▸ **PROBLEM**
The entries below must be repeated exactly. None may be skipped.

▸ **RECORDS FOR THE EXERCISE**
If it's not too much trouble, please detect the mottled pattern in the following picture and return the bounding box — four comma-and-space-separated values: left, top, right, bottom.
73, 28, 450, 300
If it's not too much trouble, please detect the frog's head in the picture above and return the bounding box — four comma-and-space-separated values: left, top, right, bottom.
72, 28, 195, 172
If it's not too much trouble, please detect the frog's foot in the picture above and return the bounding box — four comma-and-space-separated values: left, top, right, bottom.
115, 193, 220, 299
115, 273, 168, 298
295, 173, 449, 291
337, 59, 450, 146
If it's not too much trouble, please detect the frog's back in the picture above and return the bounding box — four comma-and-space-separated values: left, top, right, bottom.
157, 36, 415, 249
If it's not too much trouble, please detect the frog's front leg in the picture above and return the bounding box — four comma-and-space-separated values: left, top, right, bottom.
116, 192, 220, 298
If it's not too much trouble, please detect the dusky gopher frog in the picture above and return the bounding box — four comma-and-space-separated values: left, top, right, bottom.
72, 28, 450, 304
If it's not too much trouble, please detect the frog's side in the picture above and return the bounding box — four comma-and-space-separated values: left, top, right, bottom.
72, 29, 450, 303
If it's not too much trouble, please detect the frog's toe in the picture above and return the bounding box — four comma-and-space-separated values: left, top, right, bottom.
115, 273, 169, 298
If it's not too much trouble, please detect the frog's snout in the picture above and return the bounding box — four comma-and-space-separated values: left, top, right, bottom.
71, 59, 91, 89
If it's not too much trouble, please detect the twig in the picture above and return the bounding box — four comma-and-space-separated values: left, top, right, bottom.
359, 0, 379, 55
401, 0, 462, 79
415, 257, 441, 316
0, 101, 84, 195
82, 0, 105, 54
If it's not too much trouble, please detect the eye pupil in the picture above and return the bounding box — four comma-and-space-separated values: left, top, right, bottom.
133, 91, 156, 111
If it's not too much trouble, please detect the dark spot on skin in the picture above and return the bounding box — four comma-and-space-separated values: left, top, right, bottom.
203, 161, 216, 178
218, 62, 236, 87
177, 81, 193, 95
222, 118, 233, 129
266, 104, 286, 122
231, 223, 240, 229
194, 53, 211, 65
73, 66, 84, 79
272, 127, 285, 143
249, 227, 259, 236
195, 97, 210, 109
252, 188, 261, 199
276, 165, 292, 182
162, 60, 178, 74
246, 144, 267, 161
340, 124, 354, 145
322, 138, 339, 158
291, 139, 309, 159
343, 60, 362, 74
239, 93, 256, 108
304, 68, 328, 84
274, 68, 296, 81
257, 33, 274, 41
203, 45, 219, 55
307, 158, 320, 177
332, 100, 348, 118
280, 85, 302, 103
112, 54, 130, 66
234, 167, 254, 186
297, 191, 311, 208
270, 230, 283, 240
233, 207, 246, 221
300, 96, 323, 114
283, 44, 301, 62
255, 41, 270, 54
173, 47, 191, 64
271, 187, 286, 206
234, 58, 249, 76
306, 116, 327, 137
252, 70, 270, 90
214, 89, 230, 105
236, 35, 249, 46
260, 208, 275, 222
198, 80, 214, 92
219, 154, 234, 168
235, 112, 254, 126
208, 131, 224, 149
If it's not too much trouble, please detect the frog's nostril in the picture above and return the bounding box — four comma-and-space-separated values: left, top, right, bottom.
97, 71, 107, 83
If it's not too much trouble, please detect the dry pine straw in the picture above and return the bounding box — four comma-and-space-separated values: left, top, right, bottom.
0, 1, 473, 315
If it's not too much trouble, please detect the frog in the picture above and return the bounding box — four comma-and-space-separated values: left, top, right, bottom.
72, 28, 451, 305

▸ **SOLUTION TO THE EXERCISE**
If it's not too much trouble, please detect the mottled pattern in the following picture and return the bounding box — four comma-and-space-separated values: left, top, right, bottom.
73, 28, 450, 300
If it's not too much trouble, please detect the frog's head in the picture above and return the bounding box — four comma-and-space-separated values: left, top, right, bottom.
72, 28, 195, 172
If it's not too much trouble, please detect the frog's foot in the picture above and return the bounding box — four comma-and-space-separated values: left, top, right, bottom.
115, 193, 220, 299
115, 273, 168, 298
295, 173, 449, 291
337, 59, 450, 146
If it's not too much trouble, please detect the frog's back in the picture above and return the bounding box — four comma-and-space-separated values: left, top, right, bottom.
157, 36, 415, 249
If it's not too much trouble, please detect the frog's front leg in the picture above and return the bounding box — four comma-and-space-separated values: left, top, right, bottom.
116, 192, 220, 298
If it's not too much trouble, please detect the dusky gopher frog in the picture above and return the bounding box — four comma-and-space-separated values: left, top, right, bottom.
72, 28, 450, 304
If it's not too much trouble, please detect the frog's side in the picture above and return the bounding box — four comma-and-space-separated values: left, top, right, bottom.
72, 29, 450, 303
If it's not too much trouble, please detect the frog's toe in the picture above and return the bounding box — four comma-and-space-separated values: left, top, right, bottom.
115, 273, 169, 298
If it's not too much trouble, please detect the frog's snout in the picture above and return the bounding box — four comma-and-space-separated values: left, top, right, bottom.
71, 59, 91, 89
If it's not too much trouble, please detect the twig in the picture above and return the bounding box — four comma-and-space-separated values: left, top, right, bottom.
359, 0, 379, 55
401, 0, 462, 79
415, 257, 441, 316
0, 101, 84, 195
82, 0, 105, 54
If it's not too much trouble, please detect the eye pupil in the picture above and return the bounding box — four comma-and-space-separated values: left, top, right, bottom.
133, 91, 156, 111
If it's not too much trouble, please detect the dark spot on skin in the picture above and return the bounding box — four comma-and-space-separated values: left, top, right, bottom.
203, 161, 216, 178
218, 62, 236, 87
177, 81, 193, 95
222, 118, 233, 129
266, 104, 286, 122
231, 223, 240, 229
194, 53, 211, 65
73, 66, 84, 79
272, 127, 285, 143
249, 227, 259, 236
195, 97, 210, 109
252, 188, 261, 199
276, 165, 292, 182
162, 60, 178, 74
246, 144, 267, 161
340, 124, 354, 145
322, 138, 339, 158
291, 139, 309, 159
343, 60, 362, 74
239, 93, 256, 108
304, 68, 328, 84
274, 68, 296, 81
257, 33, 274, 41
203, 45, 219, 55
307, 158, 320, 177
332, 100, 348, 118
280, 85, 302, 103
112, 54, 130, 66
234, 167, 254, 186
297, 191, 311, 208
270, 230, 283, 240
233, 207, 246, 221
300, 96, 323, 114
283, 44, 301, 62
255, 41, 270, 54
173, 47, 191, 64
271, 187, 286, 206
234, 58, 249, 76
306, 116, 327, 137
252, 70, 270, 90
214, 89, 230, 105
236, 35, 249, 46
260, 208, 275, 222
198, 80, 214, 92
219, 154, 234, 168
235, 112, 254, 126
208, 131, 224, 149
If it's not too much trouble, please detect the frog's nostril in the picture above and return the bounding box — four comma-and-space-separated values: left, top, right, bottom.
97, 71, 107, 83
If it's not too much trouble, please detect the dry pine straw in the picture above and return the bounding box — four comma-and-space-separated values: left, top, right, bottom.
0, 1, 473, 315
If it's not too much trouble, please detect the frog in the picture above and return the bounding box — four comma-and-space-separated values: left, top, right, bottom.
72, 28, 451, 305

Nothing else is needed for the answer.